Compiti dell'esercizio:
a: Elenca le piazze borsistiche citate nell'articolo sulla svalutazione dello yuan, indicando per ciascuna la perdita registrata all'apertura.
b: Prosegui l'articolo sulla svalutazione dello yuan a partire dal punto in cui si interrompe.

Terremoto Cina: lo yuan svalutato del 3,5%. Tremano le borse, destabilizzati i paesi dell’area

di Daniele Priori

Yuan grandeChe si tratti di speculazione, di debolezza interna o di strategia politica, l’economia cinese in queste ore si sta dimostrando un dragone di carta, pericoloso e inaffidabile. Succede che in poche ore lo yuan è stato svalutato di oltre il 3,5% sul dollaro, mandando in fibrillazione le borse europee che continuano ad avere importanti perdite, specie per quanto riguarda i beni di lusso che tanto piacciono alla classe emergente del paese. All’apertura Milano ha infatti perso il 2,5%, Londra l’1,2%, Francoforte l’1,8% e Parigi l’1,6%.

Materiale di partenza:

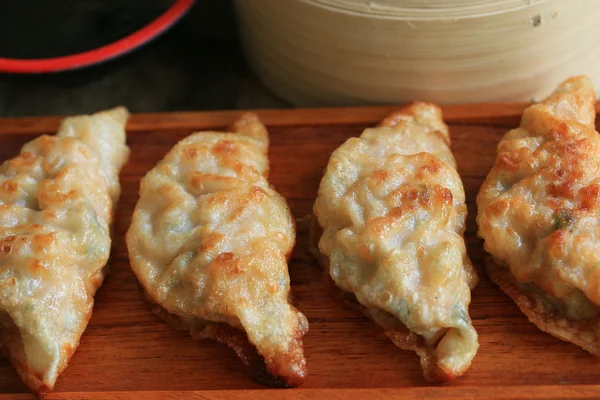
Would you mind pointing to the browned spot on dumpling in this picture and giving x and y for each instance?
(225, 147)
(210, 241)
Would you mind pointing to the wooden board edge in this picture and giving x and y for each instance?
(443, 392)
(488, 113)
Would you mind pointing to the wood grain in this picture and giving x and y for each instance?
(128, 353)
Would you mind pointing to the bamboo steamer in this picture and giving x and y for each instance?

Risposte fornite:
a:
Milano: -2,5%
Londra: -1,2%
Francoforte: -1,8%
Parigi: -1,6%

b:
A spingere la Banca cinese alla svalutazione è stato il rallentamento dell’industria manifatturiera, cresciuta “solo” del 6%, dell’export e delle vendite, aumentati “solo” del 10,5%, come pure il consistente calo della domanda interna. Il settore del tessile ha conosciuto scioperi a dire il vero scontati, dal momento che i lavoratori delle industrie cinesi si trovano notoriamente prossimi allo schiavismo, costretti a turni massacranti, ore giornaliere di straordinario non pagato, stipendi da fame e il licenziamento sempre pronto in caso di malattia, maternità o lamentele.
Per il Fondo monetario internazionale la svalutazione dello yuan contribuisce a “integrare in modo rapido la Cina nei mercati finanziari globali”. Pechino, infatti, già ieri ha spiegato la decisione affermando che si tratta di una svalutazione voluta e pilotata, richiesta dalla comunità internazionale. Ma per le borse occidentali si tratta di scossoni che creano danni, che portano ad un colossale accumulo di titoli in vendita.
Il prezzo del petrolio, materia prima di cui la Cina è il secondo importatore, è destinato a crollare poiché la moneta debole incide in modo deciso sugli acquisti. Previsto anche il calo del prezzo dell’oro, che a consegna immediata è sceso dello 0,4% a 1.103 dollari l’oncia.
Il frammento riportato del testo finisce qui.